▶ **INFORMATION SUPPLIED**:
— start —
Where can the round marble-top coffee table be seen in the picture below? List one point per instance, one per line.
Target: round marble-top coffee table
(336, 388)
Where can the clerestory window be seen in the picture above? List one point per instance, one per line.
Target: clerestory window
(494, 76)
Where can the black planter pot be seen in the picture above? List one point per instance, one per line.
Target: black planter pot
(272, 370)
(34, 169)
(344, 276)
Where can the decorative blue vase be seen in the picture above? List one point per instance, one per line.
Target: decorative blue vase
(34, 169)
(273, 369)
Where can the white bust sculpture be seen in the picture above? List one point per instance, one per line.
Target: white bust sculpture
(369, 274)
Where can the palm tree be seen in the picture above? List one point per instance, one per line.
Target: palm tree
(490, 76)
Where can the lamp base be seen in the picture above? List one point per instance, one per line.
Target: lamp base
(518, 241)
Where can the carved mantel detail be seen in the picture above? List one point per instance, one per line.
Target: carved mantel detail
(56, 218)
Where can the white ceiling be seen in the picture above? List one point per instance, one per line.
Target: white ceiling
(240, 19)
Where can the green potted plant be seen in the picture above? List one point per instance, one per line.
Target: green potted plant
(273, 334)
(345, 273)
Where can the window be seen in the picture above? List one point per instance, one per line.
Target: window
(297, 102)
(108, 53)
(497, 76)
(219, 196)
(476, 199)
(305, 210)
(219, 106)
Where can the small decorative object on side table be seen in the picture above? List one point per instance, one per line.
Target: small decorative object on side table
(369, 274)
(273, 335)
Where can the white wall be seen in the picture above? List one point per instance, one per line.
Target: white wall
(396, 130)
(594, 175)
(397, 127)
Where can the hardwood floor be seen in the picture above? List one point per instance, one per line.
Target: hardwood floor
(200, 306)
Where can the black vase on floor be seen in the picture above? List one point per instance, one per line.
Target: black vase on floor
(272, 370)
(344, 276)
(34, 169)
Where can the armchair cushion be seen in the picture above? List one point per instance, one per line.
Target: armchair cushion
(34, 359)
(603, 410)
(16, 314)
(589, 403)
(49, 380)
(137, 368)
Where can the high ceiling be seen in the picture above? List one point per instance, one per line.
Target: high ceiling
— end —
▶ **TASK STATEMENT**: Reproduce each of the rows above word for word, keeping the original order and line breaks.

▶ **ANSWER FOR THE TASK**:
Where can the round marble-top coffee table be seen in the picture below? List one point per instance, one per line.
Target: round marble-top coffee table
(336, 388)
Where can the clerestory window be seen in the picture above? List one point per instance, one per line.
Target: clerestory window
(494, 76)
Where can the black planter pot be seen in the picture above? List one point per instance, one per line.
Target: black planter pot
(272, 370)
(34, 169)
(344, 276)
Where can the decorative blue vase be seen in the picture above? List one point per instance, one per line.
Target: decorative blue vase
(34, 169)
(273, 369)
Where can the white bust sculpture be seen in the picture above? List one point per instance, one per line.
Target: white bust sculpture
(369, 274)
Where can the palm tree be seen in the picture above? List one point per instance, one per line.
Target: palm tree
(490, 76)
Where can the lamp base be seen in the picture above? List one point per instance, one per line.
Target: lamp base
(518, 241)
Where can the carved mantel detail be seen in the picture above? List one point per instance, one per line.
Target: carved mantel detail
(56, 218)
Where can the white ceiling be seen in the picture above? List one point per instance, one per line.
Target: white ceiling
(240, 19)
Where can the green potted plant be seen in the picture above? List one point per instance, one per line.
Target: green potted plant
(273, 334)
(345, 273)
Where can the window be seen in the picture above? List one point per instance, one per line.
Target: window
(297, 102)
(108, 53)
(497, 76)
(219, 196)
(476, 199)
(305, 210)
(219, 106)
Where can the small decorative object on side table be seen in the picture above? List one point per instance, one per line.
Target: small decorative object on side table
(369, 274)
(273, 335)
Where can the white wall be seen in the picture above? List one point per instance, one per line.
Target: white wall
(396, 130)
(594, 175)
(397, 127)
Where can the hardwood floor be seen in the picture above? List one point per instance, one per line.
Target: hardwood floor
(200, 306)
Where can the black vase on floor be seen in the picture above? List one point per instance, one per line.
Target: black vase on floor
(272, 370)
(344, 276)
(34, 169)
Where can the armchair cushion be seen in the picture above? List one point per instance, one per line.
Target: armchair cushion
(34, 359)
(603, 410)
(16, 314)
(589, 403)
(49, 380)
(137, 368)
Where can the high ceiling be seen in the picture above? List one point per instance, one per line.
Target: high ceiling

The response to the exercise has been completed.